- **Required task**
Rewrite the stretch of items from the line containing "table lower shelf" through the end of the items, keeping the requests unchanged. Shift every coordinate in the answers by adding 78 to it.

[START Available data]

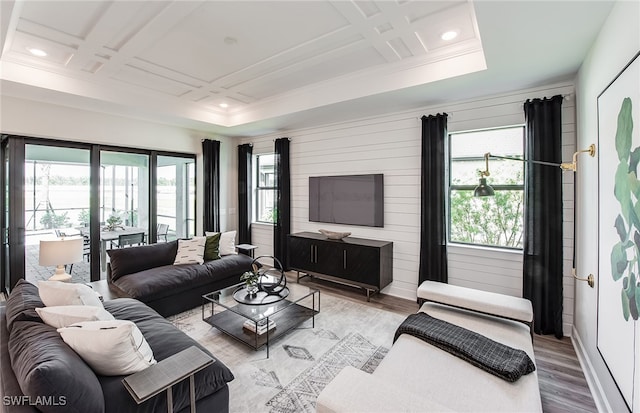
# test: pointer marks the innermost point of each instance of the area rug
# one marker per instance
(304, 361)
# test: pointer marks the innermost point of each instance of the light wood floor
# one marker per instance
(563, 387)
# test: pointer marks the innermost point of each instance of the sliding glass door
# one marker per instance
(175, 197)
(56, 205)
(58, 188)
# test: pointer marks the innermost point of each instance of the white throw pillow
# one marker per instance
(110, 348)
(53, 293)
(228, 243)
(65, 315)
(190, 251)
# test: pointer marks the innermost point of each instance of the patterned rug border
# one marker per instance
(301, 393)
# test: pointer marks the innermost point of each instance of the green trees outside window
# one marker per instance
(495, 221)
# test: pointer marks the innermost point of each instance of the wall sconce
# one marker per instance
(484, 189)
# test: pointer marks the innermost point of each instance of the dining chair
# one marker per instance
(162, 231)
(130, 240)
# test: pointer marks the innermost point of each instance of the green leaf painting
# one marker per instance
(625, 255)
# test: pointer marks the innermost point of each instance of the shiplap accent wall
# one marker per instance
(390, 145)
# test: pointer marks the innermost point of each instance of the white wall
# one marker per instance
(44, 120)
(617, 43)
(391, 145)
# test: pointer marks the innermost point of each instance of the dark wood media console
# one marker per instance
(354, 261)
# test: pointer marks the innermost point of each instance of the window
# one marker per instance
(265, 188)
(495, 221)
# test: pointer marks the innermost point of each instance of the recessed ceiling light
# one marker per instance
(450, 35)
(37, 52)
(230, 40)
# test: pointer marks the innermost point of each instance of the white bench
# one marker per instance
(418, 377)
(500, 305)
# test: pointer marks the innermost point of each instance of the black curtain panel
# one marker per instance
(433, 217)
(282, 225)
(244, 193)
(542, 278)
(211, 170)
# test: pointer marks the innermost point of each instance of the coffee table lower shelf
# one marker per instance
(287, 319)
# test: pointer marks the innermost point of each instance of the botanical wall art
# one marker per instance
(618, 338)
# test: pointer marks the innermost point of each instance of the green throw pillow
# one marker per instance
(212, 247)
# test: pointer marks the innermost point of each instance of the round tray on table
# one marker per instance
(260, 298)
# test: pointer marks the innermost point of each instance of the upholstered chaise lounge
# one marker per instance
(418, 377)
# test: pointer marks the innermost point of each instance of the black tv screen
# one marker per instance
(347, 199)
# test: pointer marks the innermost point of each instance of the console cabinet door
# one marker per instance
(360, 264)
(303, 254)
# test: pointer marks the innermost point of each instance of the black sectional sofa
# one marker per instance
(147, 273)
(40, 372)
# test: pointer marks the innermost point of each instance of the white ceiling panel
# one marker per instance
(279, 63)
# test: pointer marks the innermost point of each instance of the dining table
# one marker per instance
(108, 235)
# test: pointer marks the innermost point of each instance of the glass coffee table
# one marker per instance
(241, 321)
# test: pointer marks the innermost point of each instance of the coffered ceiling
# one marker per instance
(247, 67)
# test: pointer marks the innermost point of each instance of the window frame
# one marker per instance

[END Available data]

- **Result of the task**
# test: pointer marks the innermost point of each instance of the coffee table lower shelf
# one marker per instance
(365, 397)
# test: pointer marks the innermost point of each instance of the botanical wall art
# one marker per instance
(696, 416)
# test: pointer marks the innermost point of each instance of the green throw pillow
# one marker per instance
(290, 325)
# test: pointer marks the innermost point of each instance of the round tray on table
# one marker per instance
(338, 376)
# test: pointer marks the innermost point of each instance of the upholstered chaise lounge
# one marker per instance
(496, 455)
# test: pointer marks the innermost point of each instance of the black tv screen
# one marker per instance
(425, 277)
# test: pointer marks the innermost point of each instance of the console cabinet door
# one marker per instance
(438, 342)
(381, 332)
# test: pointer marks the innermost point of each instance of the black sectional sofa
# one marker per instance
(225, 351)
(118, 450)
# test: pointer marks the innermost point of each instance of the white ceiling panel
# one marker per instance
(357, 141)
# test: pointer marks the innermost point of each instance of the dining table
# one marker per instance
(186, 313)
# test: pointer marks the innermost point of each instance of the glass coffee table
# one marker per instance
(319, 399)
# test: pointer marks the innermost point of each instance of the coffered ceiling
# one marker per instance
(325, 145)
# test: pointer marks the innermost point of each instance of the window frame
# one marker per instance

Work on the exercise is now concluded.